> SOURCE DOCUMENT:
Ida B. Wells was an African-American woman of the late nineteenth and early twentieth century. She was born and grew up in the South, born in Mississippi during the Civil War. It is significant the impact of the legacy of slavery on her life -- she recounts how her parents, who were married as slaves, remarried each other as free persons after the war. Wells was a determined and intelligent woman -- her parents died while she was young, yet old enough to be left with the responsibility of her younger brothers and sisters. At the age of 14 she found herself at the head of a household with five younger children.

She worked hard to make sure that her education did not suffer, and eventually (a rarity for women of any colour in America at the time) went to work for a newspaper.

In an incident that foreshadowed Rosa Parks, she was once removed from a train for sitting in the wrong section, despite her ownership of a valid ticket for the seat. She sued the railroad and won (newspaper headlines read 'Darky Damsel Gets Damages' without concern for the racist tone), but the judgment was overturned on appeal, and she later discovered her lawyers had been paid off by the railroads, and the appellate judges had thought she was just being uppity to pursue the matter.

Such was the state of the African-American community that none came to her assistance as she pursued this fight. This made her more determined to organise and fight.

> MATERIAL SHOWN:
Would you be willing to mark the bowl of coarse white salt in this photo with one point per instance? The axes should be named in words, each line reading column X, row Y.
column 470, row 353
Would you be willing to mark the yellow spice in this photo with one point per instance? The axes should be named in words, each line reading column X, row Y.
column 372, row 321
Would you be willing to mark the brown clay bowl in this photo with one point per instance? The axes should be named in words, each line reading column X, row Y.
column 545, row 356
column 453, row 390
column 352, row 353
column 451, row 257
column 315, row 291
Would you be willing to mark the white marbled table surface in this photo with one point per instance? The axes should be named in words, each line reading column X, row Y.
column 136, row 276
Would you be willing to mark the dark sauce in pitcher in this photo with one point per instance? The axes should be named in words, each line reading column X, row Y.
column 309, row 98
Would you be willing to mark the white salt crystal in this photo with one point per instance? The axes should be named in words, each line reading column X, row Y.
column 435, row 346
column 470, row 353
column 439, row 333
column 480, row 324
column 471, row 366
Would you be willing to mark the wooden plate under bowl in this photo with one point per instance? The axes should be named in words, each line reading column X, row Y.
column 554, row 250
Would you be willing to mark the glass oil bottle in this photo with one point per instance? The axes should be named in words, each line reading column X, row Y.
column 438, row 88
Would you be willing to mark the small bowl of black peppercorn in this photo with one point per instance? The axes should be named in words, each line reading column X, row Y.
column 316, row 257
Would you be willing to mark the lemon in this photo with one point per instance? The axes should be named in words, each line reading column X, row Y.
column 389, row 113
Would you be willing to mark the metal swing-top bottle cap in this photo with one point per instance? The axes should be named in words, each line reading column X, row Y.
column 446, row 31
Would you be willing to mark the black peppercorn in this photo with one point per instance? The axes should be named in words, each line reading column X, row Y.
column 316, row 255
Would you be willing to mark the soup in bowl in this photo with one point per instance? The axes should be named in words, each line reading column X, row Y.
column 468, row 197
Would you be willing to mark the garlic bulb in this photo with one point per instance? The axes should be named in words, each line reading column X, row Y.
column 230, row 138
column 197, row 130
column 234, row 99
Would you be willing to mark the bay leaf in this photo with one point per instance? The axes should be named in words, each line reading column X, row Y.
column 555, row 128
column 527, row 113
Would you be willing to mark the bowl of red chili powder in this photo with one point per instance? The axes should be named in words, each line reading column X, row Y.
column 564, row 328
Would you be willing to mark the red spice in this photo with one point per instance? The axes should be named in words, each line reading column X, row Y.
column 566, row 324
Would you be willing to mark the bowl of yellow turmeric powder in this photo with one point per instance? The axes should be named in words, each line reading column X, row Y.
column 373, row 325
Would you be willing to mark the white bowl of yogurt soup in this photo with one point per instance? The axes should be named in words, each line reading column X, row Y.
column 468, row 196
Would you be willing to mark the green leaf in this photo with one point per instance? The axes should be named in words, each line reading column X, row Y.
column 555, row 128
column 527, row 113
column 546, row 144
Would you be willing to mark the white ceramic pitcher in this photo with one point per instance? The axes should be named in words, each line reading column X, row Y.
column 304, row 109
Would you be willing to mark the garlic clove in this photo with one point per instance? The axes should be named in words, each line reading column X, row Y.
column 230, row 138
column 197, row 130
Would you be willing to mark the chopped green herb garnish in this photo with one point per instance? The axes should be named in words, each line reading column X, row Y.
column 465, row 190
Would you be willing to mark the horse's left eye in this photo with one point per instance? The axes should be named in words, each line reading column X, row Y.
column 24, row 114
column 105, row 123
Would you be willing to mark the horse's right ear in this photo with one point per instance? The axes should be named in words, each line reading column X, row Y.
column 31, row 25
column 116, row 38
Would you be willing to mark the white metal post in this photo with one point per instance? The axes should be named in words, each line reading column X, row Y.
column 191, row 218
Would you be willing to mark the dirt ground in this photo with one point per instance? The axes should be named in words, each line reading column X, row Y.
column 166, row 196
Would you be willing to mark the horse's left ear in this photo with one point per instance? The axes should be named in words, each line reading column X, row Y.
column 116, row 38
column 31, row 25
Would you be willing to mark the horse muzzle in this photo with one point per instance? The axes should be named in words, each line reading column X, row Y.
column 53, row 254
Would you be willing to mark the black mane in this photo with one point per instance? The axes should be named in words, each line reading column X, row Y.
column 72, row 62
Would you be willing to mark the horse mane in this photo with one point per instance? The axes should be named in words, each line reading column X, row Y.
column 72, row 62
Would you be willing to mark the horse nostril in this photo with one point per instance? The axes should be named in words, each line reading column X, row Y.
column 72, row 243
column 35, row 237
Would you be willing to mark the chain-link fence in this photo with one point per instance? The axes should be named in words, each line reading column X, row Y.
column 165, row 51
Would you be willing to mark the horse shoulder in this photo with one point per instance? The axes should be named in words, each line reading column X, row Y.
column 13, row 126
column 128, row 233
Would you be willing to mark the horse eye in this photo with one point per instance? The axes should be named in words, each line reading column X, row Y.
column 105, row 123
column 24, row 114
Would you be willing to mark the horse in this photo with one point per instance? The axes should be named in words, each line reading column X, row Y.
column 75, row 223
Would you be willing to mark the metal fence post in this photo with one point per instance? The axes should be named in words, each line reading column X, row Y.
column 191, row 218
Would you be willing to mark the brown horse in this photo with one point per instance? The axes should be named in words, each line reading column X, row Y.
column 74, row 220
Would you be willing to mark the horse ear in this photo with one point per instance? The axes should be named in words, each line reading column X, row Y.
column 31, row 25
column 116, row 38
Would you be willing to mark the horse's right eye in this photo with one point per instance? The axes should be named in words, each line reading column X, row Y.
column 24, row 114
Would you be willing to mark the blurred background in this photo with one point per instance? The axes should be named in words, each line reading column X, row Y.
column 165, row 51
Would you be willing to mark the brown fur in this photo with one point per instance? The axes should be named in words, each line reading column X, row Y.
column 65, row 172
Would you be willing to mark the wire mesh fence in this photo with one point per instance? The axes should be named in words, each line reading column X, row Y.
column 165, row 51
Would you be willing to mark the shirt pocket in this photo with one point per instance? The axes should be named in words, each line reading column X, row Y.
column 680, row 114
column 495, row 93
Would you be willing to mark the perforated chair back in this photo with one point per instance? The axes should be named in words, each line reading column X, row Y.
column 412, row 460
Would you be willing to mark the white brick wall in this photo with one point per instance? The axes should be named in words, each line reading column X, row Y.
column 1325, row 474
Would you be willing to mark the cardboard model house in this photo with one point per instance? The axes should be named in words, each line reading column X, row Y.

> WHAT YOU HAVE TO DO:
According to the Ida B. Wells passage, at what age did she become head of a household with five younger children? The entries have no connection to the Ida B. Wells passage.

> SOLUTION TO THIS PROBLEM:
At the age of 14.